- [WHAT TO WORK ON] Up to and including the line with "Question: Can you give the bounding box of the potted", restate the records below word for word, beginning with their first line.

Phrase grounding data
========
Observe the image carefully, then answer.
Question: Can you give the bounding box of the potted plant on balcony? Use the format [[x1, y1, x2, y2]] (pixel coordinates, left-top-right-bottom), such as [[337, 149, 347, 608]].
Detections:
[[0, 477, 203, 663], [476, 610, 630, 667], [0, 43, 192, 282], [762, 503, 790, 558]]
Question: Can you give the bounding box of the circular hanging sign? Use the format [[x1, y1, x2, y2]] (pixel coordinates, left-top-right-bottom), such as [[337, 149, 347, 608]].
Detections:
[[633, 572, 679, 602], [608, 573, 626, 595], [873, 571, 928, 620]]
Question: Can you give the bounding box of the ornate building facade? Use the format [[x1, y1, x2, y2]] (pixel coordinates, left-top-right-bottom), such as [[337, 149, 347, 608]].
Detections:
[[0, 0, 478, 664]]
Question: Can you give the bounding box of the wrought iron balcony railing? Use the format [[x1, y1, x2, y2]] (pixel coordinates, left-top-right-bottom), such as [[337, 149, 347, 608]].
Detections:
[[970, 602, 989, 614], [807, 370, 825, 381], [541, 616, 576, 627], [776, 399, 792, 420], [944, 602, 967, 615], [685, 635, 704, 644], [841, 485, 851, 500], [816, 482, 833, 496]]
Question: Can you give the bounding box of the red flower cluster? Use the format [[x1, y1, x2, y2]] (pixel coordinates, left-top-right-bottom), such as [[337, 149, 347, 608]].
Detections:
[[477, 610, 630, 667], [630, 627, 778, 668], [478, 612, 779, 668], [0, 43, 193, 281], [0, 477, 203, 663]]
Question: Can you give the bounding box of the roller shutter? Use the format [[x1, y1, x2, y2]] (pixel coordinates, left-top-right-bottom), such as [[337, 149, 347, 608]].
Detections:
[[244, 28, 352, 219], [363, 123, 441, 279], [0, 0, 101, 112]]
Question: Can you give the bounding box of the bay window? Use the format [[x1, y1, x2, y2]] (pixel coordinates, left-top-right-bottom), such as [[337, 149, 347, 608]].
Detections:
========
- [REPLY]
Observe the image carefully, then answer.
Question: Can you give the bounding box of the potted plant on balcony? Use the format [[x1, y1, x2, y2]] (pixel coordinates, left-top-right-bottom), such as [[337, 149, 347, 608]].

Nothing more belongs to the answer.